:: Listed entries ::

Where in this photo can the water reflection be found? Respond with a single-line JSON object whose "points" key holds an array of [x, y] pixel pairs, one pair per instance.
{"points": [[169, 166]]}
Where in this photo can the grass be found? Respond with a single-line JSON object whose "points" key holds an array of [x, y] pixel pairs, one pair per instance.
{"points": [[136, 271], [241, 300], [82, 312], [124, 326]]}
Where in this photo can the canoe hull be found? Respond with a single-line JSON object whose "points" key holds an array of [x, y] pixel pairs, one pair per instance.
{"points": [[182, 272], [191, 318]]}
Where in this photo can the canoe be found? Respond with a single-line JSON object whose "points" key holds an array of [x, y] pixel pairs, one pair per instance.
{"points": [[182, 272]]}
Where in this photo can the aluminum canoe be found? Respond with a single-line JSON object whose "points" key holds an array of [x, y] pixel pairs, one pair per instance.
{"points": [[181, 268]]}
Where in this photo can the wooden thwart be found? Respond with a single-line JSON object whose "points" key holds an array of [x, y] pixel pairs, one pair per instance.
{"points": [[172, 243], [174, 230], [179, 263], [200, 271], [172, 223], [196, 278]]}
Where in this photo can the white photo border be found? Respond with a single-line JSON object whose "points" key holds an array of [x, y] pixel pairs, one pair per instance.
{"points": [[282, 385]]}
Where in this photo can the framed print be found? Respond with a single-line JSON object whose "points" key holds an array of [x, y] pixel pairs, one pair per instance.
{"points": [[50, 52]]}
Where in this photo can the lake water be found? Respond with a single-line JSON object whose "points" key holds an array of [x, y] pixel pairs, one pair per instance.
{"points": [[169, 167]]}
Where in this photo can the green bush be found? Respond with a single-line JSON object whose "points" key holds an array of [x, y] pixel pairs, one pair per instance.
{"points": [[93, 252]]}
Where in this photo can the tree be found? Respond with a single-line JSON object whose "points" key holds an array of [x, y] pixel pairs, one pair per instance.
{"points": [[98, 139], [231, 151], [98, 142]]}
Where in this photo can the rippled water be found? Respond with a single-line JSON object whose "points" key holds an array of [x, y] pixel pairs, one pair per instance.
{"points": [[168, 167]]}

:::

* _Your objective_
Send back, unchanged, every line of the records from the one with "Where in this photo can the lake" through the last.

* _Response for this exercise_
Where in this photo can the lake water be found? Respond with a single-line JSON object whose "points" key holds an array of [x, y] pixel pairs, one pair per instance.
{"points": [[169, 167]]}
Where in this photo can the green bush be found? Respond with a single-line JSON object whose "points" key holds an array of [x, y] pixel pairs, one pair per instance.
{"points": [[93, 252]]}
Where in this photo can the tree be found? Respond with a single-line JSON object whose "points" key holds an array of [x, y] pixel pairs, one pair per instance.
{"points": [[98, 139], [231, 151], [98, 142]]}
Where in this photo can the rippled water be found? Respond with a single-line JSON object whose "points" key holds an array of [x, y] pixel pairs, one pair per instance.
{"points": [[168, 167]]}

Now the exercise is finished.